■ TASKS
1. Decide whether each statement agrees with the Brisbane salary analysis. Answer yes or no for each and quote the deciding words.
(a) Each sample holds 31 data points.
(b) Both samples are drawn after setting the same seed.
(c) The histogram of north-of-river salaries is colored blue.
2. Set down the passage of the Brisbane salary analysis from "Extract and work" up to and including "3] (S3: tbl_df/tbl/data.frame)" word for word.

■ DOCUMENT EXTRACT
########################################

In the Brisbane LGA, those who live north of the river have a higher mean salary than those who live south of the river.

Extract and work on sample data

set.seed(2401) # so we get the same random sample each code run
northsample <- sample_n(qld_pc_north, 31) # dplyr - sample 31 north data points > 30
set.seed(2601) # so we get the same random sample each code run
southsample <- sample_n(qld_pc_south, 31) # dplyr - sample 31 south data points > 30
# Perform a little magic to create sample data with a location column

# Let's merge the two data sets
combined_samp <- rbind(northsample, southsample)
combined_samp$Location <- as.factor(combined_samp$Location)
str(combined_samp)

## tibble [62 x 3] (S3: tbl_df/tbl/data.frame)
##  $ Postcode               : num [1:62] 4014 4010 4035 4007 4034 ...
##  $ Average salary or wages: num [1:62] 65401 66690 69533 82161 60037 ...
##  $ Location               : Factor w/ 2 levels "North","South": 1 1 1 1 1 1 1 1 1 1 ...

Display sample data (2 x 31 observations = 62)

Descriptive statistics on sample data

combined_samp %>% group_by(Location) %>% summarise(Min = min(`Average salary or wages`,na.rm = TRUE),
Q1 = quantile(`Average salary or wages`,probs = .25,na.rm = TRUE),
Median = median(`Average salary or wages`, na.rm = TRUE),
Q3 = quantile(`Average salary or wages`,probs = .75,na.rm = TRUE),
Max = max(`Average salary or wages`,na.rm = TRUE),
Mean = mean(`Average salary or wages`, na.rm = TRUE),
SD = sd(`Average salary or wages`, na.rm = TRUE),
n = n(),
Missing = sum(is.na(`Average salary or wages`))) -> samp_summary
knitr::kable(samp_summary)

Location	Min	Q1	Median	Q3	Max	Mean	SD	n	Missing
North	49014	61162.5	66690	75303.5	88086	68223.45	10085.501	31	0
South	35689	47731.0	52401	56379.5	74018	52459.39	8285.363	31	0

Notes

random sample taken >= 30 (31 to be precise)
central limit theorem invoked; can assume sample data normally distributed

Visualisation of Sample Data

par(mai=c(1,1,0,1),mar=c(5,2,1,0)+0.1,oma=c(1,1,1,1),mfrow = c(2, 2))
hist(northsample$`Average salary or wages`, xlab = "Average Salary North", main ="Histogram of North of River Salaries", col = "blue")

########################################

■ INFORMATION PROVIDED
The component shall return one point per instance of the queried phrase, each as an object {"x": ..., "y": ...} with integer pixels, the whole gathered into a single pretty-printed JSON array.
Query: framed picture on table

########################################

■ RESULTS
1.
(a) Yes: "random sample taken >= 30 (31 to be precise)"
(b) No: "set.seed(2401)" and "set.seed(2601)"
(c) Yes: "col = "blue""

2.
Extract and work on sample data

set.seed(2401) # so we get the same random sample each code run
northsample <- sample_n(qld_pc_north, 31) # dplyr - sample 31 north data points > 30
set.seed(2601) # so we get the same random sample each code run
southsample <- sample_n(qld_pc_south, 31) # dplyr - sample 31 south data points > 30
# Perform a little magic to create sample data with a location column

# Let's merge the two data sets
combined_samp <- rbind(northsample, southsample)
combined_samp$Location <- as.factor(combined_samp$Location)
str(combined_samp)

## tibble [62 x 3] (S3: tbl_df/tbl/data.frame)